Polemik Transportasi Online vs Konvensional

Oleh : Sagita Purnomo

Teknologi memberi pe­nga­ruh yang sangat besar bagi kehidupan masyarakat modern. Berbagai hal bersifat praktis, murah, mudah dan cepat, me­rupakan hal yang paling diminati oleh kaum urban saat ini, termasuk juga dalam bidang transportasi.

Sekarang ini, transportasi berbasis aplikasi (online) terus tumbuh dengan suburnya, mu­lai dari kendaraan roda dua, tiga hingga empat, dapat di­pesan kapan saja dimana saja dari smartphone. Sistem peng­gunaanya yang praktis, nyaman dan biaya relatif terjangkau membuat transportasi online jauh lebih diminati dibandingkan transportasi konvensional.

Rezeki sudah diatur masing-masing, anekdot ini sepertinya sudah dilupakan sebagaian kalangan masyarakat. Buktinya, kehadiran transportasi online dianggap sebagai ancaman oleh pelaku transportasi kon­vensional seperti angkot, be­cak atau ojek (RBT) yang me­rupakan senior dan sesepuh di dunia pengangkutan.

Konflik transportasi konvensional vs online yang dilatarbelakangi persaingan tak sehat pun pecah di beberapa daerah, seperti Jakarta, Bandung bahkan kota Medan. Korban luka hingga jiwa pun telah tumpah dikedua belah pihak.

Pemerintah melalui ke­men­terian dan dinas terkait terkesan lamban dalam menyikapi masa­lah ini. Baik itu dari kementerian perhubungan maupun dinas perhubungan provinsi/kota, belum mengeluarkan regulasi khusus untuk mengatur pri­hal transportasi online (selain pengenaan pajak).

Selain fak­tor lebih diminati masyarakat, kelemahan regulasi inilah yang menimbulkan kecemburuan sosial pemicu konflik.

Menjamur
Tanpa bermaksud menyebut merek, serbuan transportasi online di kota-kota besar, ter­utama Medan, tidak dapat di­bendung. Mulai dari kendaraan roda dua hingga mobil VIP telah terlibat dalam bisnis transportasi online yang bernaung dalam beberapa manajemen.

#### DATA TERCATAT
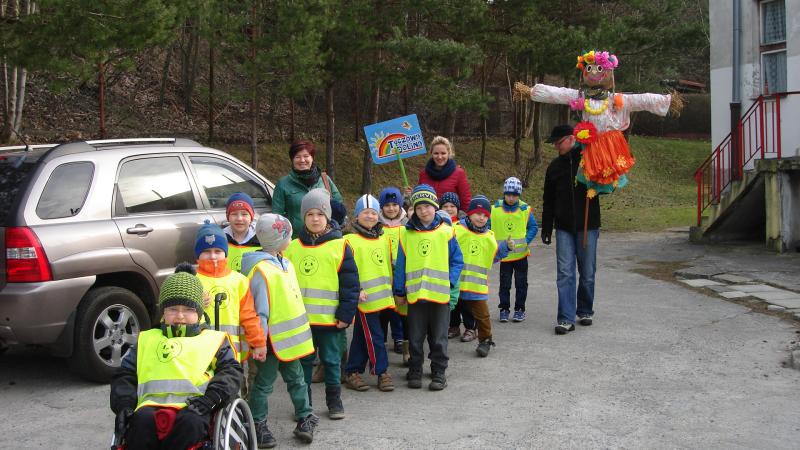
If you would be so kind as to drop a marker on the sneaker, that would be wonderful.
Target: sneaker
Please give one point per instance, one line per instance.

#### TUJUAN
Lanjutkan tulisan tentang polemik transportasi online dan konvensional, dimulai tepat setelah kalimat terakhirnya.

#### TANGGAPAN
Mereka hanya cukup bermodalkan ken­daraan, smartphone, SIM, dan sejumlah uang pendaftaran, sudah dapat beroprasi me­ngantar jemput penum­pang, bandingkan dengan pelaku trans­portasi konvensional yang ha­rus bernaung dalam Organda, ke­jar setoran dan membayar pa­jak serta harus mematuhi re­gulasi khusus (trayek) dari pe­me­rintah maupun kedinasan tar­kait.

Kesenjangan pendapatan juga sangat mencolok antara transportasi online dan kon­vensional. Karena lebih laris dan sangat diganderungi, da­lam sehari transportasi online dapat meraup pendapatan tiga sampai lima kali lebih besar dibanding­kan transportasi kon­­vensional.

Alhasil pada bulan Februari lalu, konflik dan sejumlah aksi penolakan besar-besaran an­tar pelaku transportasi yang menuntut haknya pun terjadi.

Menanggapi aksi dan kon­­flik antar penyedia jasa trans­­portasi (online dan kon­ven­sio­nal) ini, salah seo­rang anggota DPRD Sumut, Bri­lian Moktar, mendesak Pem­ko Medan untuk segera tu­run tangan menyelesaikan po­le­mik ini.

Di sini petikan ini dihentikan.